What the task asks - Copy out only the span from the line with "Locate every instance of the tree and" to the end of the data, both ends kept, word for word.

Records provided -
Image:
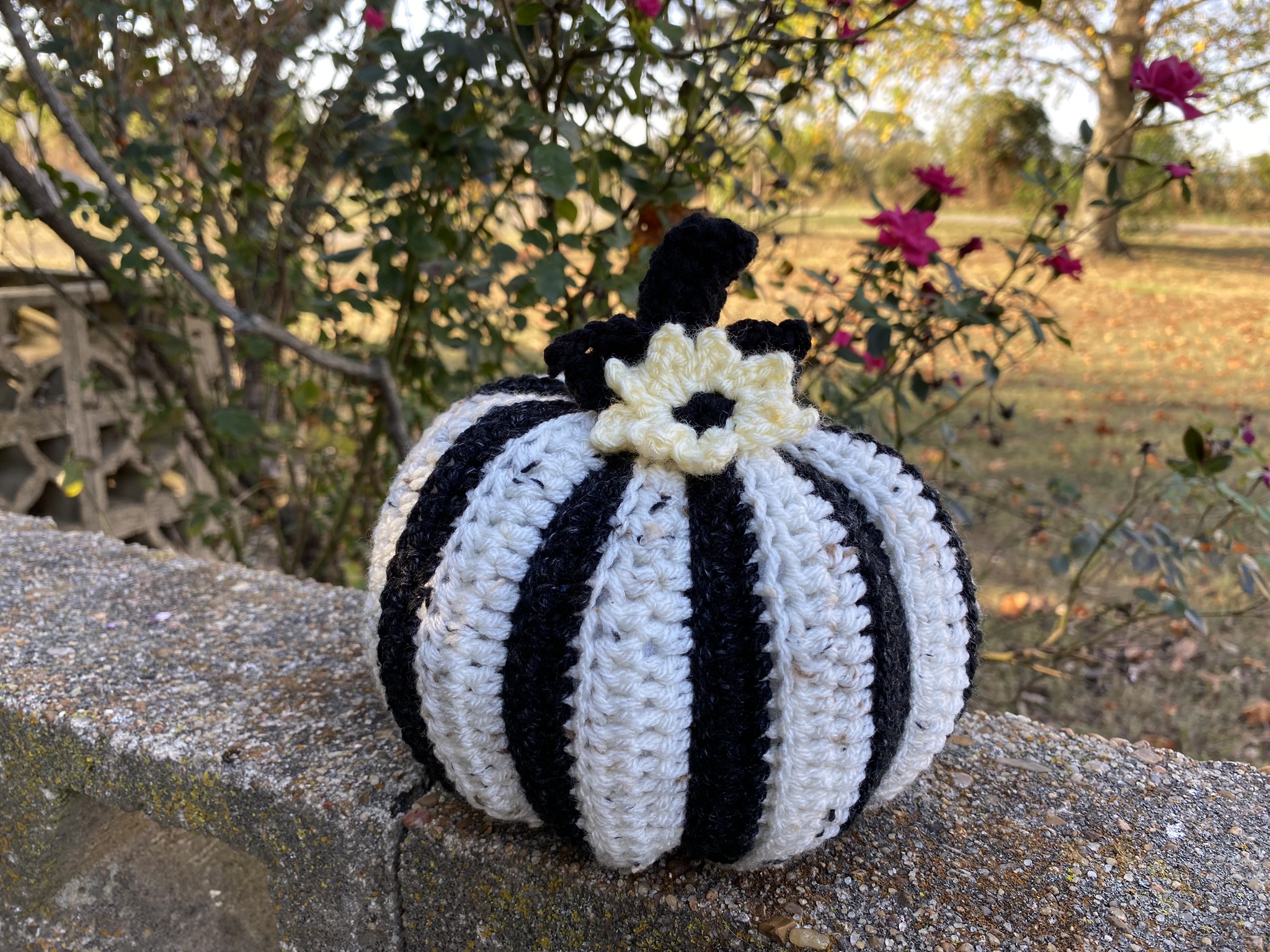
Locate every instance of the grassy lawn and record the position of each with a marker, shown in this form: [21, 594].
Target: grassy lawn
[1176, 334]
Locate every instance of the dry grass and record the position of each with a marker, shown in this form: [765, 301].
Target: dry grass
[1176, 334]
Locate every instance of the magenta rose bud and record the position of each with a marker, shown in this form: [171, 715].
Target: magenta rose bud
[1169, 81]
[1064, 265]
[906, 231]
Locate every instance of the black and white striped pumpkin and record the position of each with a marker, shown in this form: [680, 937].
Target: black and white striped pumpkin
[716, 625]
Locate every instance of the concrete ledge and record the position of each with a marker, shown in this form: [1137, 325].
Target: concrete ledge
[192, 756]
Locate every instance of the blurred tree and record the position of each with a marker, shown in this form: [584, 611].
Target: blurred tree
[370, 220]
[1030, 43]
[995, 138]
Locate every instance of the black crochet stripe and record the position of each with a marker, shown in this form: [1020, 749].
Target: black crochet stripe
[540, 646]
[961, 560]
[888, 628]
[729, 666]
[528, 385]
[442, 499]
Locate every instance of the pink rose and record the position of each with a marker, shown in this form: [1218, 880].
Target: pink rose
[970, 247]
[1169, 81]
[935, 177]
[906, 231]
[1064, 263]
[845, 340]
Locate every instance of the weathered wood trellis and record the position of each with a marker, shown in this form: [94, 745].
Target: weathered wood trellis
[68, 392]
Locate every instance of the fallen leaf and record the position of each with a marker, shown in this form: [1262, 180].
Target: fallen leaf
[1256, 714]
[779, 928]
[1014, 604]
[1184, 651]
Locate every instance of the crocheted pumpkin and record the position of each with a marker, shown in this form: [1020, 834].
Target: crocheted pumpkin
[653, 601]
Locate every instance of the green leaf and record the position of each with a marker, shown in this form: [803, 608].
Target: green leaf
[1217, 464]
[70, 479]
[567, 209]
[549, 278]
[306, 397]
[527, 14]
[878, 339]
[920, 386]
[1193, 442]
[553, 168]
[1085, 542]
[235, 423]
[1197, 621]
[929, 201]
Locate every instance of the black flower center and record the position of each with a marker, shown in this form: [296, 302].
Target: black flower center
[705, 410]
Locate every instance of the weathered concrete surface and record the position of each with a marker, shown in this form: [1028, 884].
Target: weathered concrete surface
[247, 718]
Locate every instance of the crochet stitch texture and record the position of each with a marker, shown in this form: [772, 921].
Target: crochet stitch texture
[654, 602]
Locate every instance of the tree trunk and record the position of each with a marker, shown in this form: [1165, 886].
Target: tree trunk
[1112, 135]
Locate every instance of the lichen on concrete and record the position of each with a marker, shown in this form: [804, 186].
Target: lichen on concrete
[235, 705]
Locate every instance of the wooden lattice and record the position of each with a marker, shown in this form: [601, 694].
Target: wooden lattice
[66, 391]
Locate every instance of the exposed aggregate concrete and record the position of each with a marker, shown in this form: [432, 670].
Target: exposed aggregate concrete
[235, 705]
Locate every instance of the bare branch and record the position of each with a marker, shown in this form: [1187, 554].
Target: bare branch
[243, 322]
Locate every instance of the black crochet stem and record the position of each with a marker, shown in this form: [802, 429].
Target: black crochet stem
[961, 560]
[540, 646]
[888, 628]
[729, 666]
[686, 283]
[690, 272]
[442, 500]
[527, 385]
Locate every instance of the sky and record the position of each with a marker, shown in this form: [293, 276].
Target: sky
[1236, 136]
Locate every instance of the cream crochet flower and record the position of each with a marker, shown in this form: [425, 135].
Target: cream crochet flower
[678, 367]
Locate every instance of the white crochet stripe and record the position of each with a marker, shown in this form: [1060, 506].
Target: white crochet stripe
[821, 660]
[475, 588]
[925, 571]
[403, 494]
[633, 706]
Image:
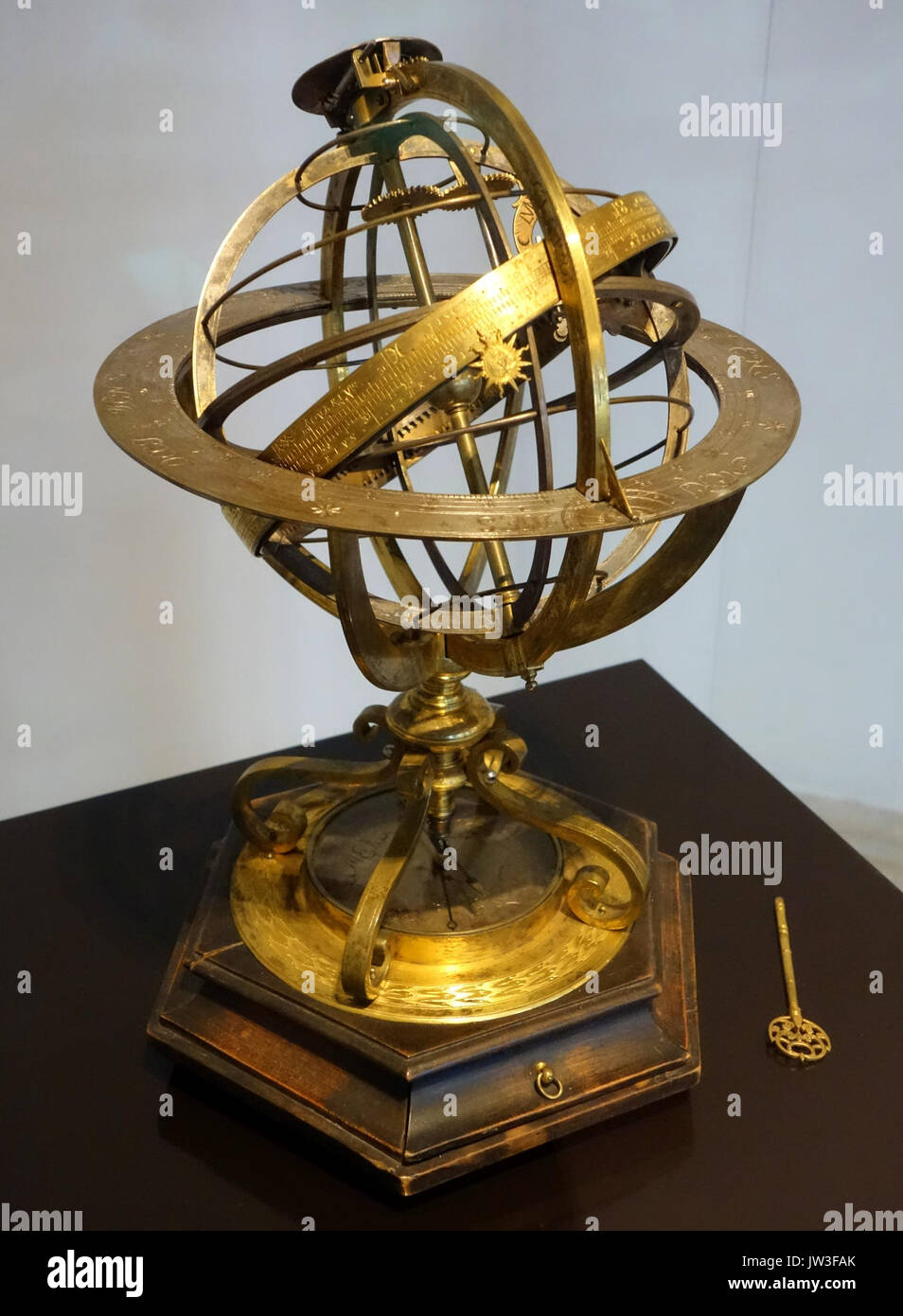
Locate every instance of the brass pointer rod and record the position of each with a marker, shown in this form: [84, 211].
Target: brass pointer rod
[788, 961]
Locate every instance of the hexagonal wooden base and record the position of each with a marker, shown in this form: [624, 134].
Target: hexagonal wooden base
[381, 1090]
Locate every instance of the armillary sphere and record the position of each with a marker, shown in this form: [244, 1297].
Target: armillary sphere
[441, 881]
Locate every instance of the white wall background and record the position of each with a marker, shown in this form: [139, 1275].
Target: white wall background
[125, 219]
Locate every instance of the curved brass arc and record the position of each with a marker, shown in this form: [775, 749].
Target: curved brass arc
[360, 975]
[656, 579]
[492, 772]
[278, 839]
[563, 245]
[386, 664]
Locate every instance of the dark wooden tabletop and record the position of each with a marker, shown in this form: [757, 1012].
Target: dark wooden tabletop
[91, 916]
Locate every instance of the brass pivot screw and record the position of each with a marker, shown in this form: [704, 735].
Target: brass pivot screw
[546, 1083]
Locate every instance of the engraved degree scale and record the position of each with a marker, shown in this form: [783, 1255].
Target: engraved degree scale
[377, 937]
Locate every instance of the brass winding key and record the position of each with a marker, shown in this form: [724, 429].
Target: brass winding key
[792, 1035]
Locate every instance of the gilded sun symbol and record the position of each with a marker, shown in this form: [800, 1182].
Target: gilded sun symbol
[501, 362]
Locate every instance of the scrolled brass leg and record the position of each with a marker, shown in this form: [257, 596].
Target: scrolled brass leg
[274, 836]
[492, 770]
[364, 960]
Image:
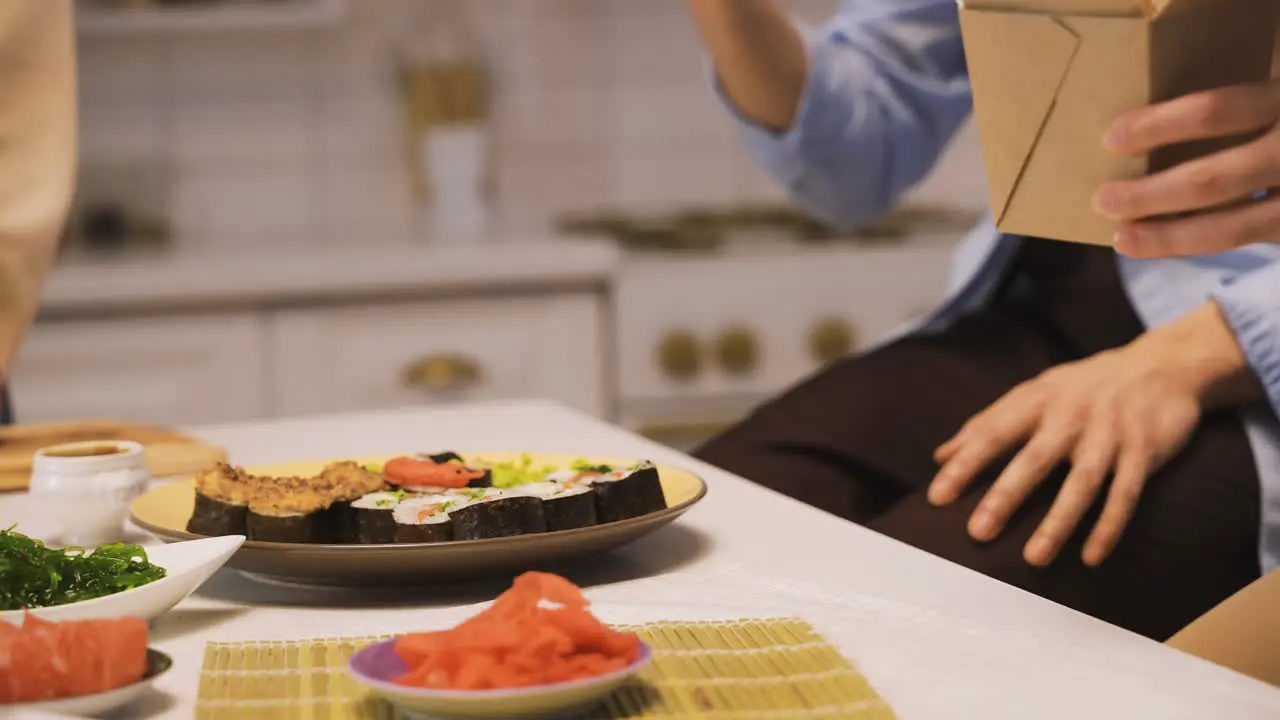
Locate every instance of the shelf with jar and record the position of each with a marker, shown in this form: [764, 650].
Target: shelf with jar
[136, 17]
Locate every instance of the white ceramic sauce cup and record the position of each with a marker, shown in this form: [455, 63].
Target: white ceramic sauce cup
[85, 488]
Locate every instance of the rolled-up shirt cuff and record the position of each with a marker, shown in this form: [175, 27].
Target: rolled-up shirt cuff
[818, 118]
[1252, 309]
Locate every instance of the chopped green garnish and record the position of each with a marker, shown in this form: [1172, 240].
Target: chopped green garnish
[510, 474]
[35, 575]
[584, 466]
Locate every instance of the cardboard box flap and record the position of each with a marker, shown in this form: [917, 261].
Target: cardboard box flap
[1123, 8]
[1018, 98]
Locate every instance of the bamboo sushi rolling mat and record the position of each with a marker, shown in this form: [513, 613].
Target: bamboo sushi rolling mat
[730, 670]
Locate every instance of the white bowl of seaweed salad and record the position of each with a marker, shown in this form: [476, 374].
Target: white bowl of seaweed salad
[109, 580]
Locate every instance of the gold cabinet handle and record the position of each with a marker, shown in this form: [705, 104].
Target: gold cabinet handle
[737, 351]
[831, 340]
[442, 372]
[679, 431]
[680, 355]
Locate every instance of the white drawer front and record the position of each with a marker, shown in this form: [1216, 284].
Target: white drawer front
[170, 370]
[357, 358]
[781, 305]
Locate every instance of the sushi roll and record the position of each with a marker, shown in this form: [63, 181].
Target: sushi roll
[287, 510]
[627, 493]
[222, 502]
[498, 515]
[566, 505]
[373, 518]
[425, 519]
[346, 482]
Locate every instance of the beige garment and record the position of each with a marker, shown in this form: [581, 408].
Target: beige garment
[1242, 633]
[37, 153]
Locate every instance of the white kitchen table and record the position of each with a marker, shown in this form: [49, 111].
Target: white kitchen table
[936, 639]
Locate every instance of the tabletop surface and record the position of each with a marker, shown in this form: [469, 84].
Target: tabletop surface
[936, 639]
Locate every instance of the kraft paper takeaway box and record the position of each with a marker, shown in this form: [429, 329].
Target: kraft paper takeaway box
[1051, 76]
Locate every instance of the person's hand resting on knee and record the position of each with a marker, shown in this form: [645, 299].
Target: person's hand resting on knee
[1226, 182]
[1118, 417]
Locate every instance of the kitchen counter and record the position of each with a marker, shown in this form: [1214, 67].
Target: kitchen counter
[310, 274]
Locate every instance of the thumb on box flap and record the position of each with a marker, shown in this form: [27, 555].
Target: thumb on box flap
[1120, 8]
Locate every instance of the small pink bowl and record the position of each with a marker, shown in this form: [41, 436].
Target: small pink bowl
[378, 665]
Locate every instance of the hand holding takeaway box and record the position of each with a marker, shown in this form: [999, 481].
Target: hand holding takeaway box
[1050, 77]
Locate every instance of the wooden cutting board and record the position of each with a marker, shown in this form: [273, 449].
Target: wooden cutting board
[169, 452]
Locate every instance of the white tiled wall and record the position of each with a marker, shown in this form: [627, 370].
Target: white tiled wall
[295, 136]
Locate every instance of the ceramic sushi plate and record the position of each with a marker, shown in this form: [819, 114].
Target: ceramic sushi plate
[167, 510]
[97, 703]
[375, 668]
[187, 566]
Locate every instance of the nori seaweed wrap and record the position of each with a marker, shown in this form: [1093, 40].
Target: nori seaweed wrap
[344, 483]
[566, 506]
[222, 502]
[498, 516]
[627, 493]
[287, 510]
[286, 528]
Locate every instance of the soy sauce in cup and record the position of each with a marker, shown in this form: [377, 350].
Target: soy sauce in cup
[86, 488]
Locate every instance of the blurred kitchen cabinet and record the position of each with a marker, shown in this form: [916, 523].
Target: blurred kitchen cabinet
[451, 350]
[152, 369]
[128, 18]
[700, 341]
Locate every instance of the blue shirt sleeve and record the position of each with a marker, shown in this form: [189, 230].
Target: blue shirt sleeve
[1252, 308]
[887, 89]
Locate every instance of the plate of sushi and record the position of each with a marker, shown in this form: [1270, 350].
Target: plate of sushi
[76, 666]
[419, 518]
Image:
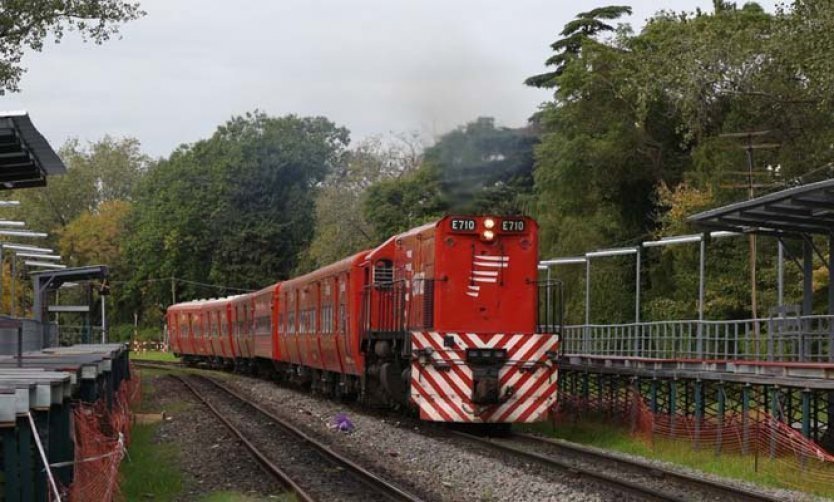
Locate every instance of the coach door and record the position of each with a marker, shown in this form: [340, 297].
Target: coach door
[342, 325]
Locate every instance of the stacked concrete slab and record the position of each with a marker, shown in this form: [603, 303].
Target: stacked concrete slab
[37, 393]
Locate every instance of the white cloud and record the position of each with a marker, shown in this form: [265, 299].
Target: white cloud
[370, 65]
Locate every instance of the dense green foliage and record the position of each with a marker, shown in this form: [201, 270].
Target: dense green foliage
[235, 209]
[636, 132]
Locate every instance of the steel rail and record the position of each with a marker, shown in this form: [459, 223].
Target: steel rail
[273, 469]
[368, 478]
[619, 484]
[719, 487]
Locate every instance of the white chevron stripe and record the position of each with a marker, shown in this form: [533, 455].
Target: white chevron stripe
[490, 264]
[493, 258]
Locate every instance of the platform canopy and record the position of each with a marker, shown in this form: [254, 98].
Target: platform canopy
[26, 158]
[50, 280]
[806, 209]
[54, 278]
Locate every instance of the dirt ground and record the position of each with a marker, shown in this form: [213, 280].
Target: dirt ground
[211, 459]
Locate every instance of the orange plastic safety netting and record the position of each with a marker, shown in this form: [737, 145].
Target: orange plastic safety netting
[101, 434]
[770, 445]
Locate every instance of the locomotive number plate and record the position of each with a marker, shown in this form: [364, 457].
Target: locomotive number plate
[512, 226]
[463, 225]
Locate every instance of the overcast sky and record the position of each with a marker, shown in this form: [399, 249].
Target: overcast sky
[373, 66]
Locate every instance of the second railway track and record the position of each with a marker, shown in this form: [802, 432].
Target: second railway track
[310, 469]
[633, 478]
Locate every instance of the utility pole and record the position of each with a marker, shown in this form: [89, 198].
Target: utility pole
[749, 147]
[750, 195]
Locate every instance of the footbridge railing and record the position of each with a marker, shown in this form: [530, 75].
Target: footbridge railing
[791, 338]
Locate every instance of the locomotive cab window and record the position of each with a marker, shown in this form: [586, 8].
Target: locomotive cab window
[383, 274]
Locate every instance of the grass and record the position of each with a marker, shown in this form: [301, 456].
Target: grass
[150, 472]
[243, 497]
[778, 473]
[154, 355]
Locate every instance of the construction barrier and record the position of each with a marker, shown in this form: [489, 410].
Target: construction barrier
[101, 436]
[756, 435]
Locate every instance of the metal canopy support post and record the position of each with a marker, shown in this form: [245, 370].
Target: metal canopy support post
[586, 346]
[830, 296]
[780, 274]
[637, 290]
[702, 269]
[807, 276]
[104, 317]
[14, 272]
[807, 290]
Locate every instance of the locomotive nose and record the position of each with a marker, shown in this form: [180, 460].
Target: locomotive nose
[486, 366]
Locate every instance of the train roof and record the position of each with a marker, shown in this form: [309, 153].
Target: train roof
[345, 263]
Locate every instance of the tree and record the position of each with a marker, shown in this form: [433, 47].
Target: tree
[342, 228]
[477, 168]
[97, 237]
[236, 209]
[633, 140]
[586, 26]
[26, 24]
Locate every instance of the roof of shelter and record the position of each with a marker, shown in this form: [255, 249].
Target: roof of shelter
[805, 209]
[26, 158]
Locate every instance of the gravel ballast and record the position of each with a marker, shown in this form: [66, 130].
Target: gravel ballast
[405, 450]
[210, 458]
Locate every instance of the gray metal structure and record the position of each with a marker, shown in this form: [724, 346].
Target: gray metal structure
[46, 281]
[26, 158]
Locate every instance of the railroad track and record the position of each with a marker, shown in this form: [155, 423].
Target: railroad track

Written solution -
Locate every instance of the tree and record the position of each with a marker, shown in this form: [433, 47].
Target: tree
[342, 228]
[477, 168]
[97, 237]
[236, 209]
[633, 140]
[586, 26]
[26, 24]
Locate every instance of the roof of shelter and record the position of each with a marker, shown in this form: [255, 249].
Target: roof of shelter
[805, 209]
[26, 158]
Locate every instance of the gravel ballast and record the position of each with a marker, shown in this form: [66, 130].
Target: gravel ballast
[405, 450]
[210, 458]
Locate every instance of the gray metal structure and record the position of each with a marker, shown in this form: [724, 346].
Target: gray metal structure
[46, 281]
[26, 158]
Locate every instance of the railroad track and record the position of each with a marker, shown in this form: [155, 423].
Target: railroad track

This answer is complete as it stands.